- [Exercise objective] Count the lines in the entries below that contain the word "black". Give only the number.

- [Information supplied]
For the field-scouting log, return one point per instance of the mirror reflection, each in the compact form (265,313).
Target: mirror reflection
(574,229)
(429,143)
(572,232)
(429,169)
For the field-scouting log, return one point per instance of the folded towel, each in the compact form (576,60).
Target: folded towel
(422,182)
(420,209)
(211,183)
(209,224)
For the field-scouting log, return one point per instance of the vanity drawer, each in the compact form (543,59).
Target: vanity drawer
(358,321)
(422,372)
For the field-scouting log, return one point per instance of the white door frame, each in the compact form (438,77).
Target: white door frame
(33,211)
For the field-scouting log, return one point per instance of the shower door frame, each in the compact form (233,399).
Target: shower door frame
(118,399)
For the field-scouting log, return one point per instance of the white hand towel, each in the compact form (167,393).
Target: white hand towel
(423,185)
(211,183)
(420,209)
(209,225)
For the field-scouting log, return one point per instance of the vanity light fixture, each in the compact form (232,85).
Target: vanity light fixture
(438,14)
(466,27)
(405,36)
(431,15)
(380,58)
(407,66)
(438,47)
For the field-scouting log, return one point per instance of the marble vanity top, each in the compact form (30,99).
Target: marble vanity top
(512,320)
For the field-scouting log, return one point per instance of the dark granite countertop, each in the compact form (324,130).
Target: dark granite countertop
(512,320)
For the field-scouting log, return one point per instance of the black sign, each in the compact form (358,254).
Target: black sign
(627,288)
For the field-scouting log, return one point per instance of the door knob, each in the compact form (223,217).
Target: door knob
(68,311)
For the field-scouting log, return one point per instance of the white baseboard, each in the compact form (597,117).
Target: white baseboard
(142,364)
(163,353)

--

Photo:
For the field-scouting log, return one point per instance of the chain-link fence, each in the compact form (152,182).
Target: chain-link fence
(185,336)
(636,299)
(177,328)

---

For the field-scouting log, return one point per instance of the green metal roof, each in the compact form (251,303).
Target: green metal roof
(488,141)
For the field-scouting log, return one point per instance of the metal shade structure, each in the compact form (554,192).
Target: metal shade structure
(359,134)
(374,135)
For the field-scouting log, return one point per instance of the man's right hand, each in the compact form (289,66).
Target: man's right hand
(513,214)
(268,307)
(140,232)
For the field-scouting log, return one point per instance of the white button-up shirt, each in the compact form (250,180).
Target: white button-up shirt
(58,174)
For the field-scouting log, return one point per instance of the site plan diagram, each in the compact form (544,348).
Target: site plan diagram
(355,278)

- [Response] 2